- _Text passage_:

How Does Diabetes Affect the Eyes?

Diabetes is a metabolic condition that results in too much sugar in the blood. It can be very serious and include symptoms such as increased thirst, frequent urination, hunger and fatigue. But there’s something else that many people don’t realize, and that’s the impact that diabetes can have on the eyes.

When you have diabetes, you need to visit the eye doctor on a regular basis to avoid eye problems such as blurred vision, cataracts, glaucoma and retinopathy. Diabetes is, in fact, the leading cause of blindness in adults between the of ages 20 to 74. Fortunately, regular eye checkups and proactive care can help you avoid most serious eye conditions.


How the Eye Works

To understand how diabetes affects the eyes, you must first understand how the eye works.

The eye is a ball that is covered with an outer membrane. The covering in front is the cornea, and it’s responsible for focusing light while protecting the eye. Once light passes through the cornea, it travels through the anterior chamber, the pupil and then another lens that performs more focusing.

Finally, light passes through another chamber in the center of the eye that is filled with fluid and hits the back of the eye (the retina). The retina converts these strikes into electric signals that the brain receives and makes sense of.

It’s amazing how this all works in a matter of milliseconds! As part of this process, there are blood vessels in and behind the retina that nourish the macula, the part of the eye that allows us to see fine detail.


Eye Complications

When you have diabetes, you are more at risk for the following:

● Cataracts: People with diabetes are 60 percent more at risk of developing cataracts.

● Glaucoma: People with diabetes are 40 percent more likely to develop glaucoma.

● Retinopathy: Diabetic retinopathy includes all disorders of the retina that are caused by diabetes. The two main types include nonproliferative retinopathy and proliferative retinopathy.


See an Eye Doctor Regularly

Because it’s possible to damage your retina before you notice any symptoms, see your eye specialist annually if you have diabetes. Managing your diabetes is also important, as people who manage their blood sugar levels are less likely to have retinopathy. Finally, choose an eye specialist that is experienced in diabetic eye care. Specialists know what to look for and can handle more severe cases, such as detached retinas.

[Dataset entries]

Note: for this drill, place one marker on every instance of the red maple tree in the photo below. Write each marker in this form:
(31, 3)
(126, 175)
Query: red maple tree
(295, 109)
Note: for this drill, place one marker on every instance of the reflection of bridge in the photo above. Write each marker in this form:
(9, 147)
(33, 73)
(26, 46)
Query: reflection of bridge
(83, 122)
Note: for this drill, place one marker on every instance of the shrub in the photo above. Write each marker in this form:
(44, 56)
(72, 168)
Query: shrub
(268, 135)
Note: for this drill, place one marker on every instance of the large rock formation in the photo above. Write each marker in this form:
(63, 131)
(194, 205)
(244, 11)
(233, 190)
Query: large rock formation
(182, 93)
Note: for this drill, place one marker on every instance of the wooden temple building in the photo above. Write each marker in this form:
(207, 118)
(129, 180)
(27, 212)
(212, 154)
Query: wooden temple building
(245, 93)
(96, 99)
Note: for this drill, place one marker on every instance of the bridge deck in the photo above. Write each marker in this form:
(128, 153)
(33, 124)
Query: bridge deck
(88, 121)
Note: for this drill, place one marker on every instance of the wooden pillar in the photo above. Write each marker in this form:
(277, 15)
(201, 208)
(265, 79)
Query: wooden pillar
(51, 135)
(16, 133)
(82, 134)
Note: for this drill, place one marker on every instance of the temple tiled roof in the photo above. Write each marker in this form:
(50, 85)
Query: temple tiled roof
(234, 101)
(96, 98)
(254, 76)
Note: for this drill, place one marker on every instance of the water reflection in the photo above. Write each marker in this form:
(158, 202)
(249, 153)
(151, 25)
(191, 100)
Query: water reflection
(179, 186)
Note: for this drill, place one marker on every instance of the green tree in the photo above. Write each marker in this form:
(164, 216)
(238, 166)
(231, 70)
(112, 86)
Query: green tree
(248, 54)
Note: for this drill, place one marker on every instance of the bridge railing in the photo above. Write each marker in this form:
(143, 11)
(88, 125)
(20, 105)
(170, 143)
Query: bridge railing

- _Directions_:
Echo the part of the diabetes and eye health passage that begins with the words containing "It’s amazing how" and ends with "of developing cataracts.", copying it word for word.

- _Task answer_:
It’s amazing how this all works in a matter of milliseconds! As part of this process, there are blood vessels in and behind the retina that nourish the macula, the part of the eye that allows us to see fine detail.


Eye Complications

When you have diabetes, you are more at risk for the following:

● Cataracts: People with diabetes are 60 percent more at risk of developing cataracts.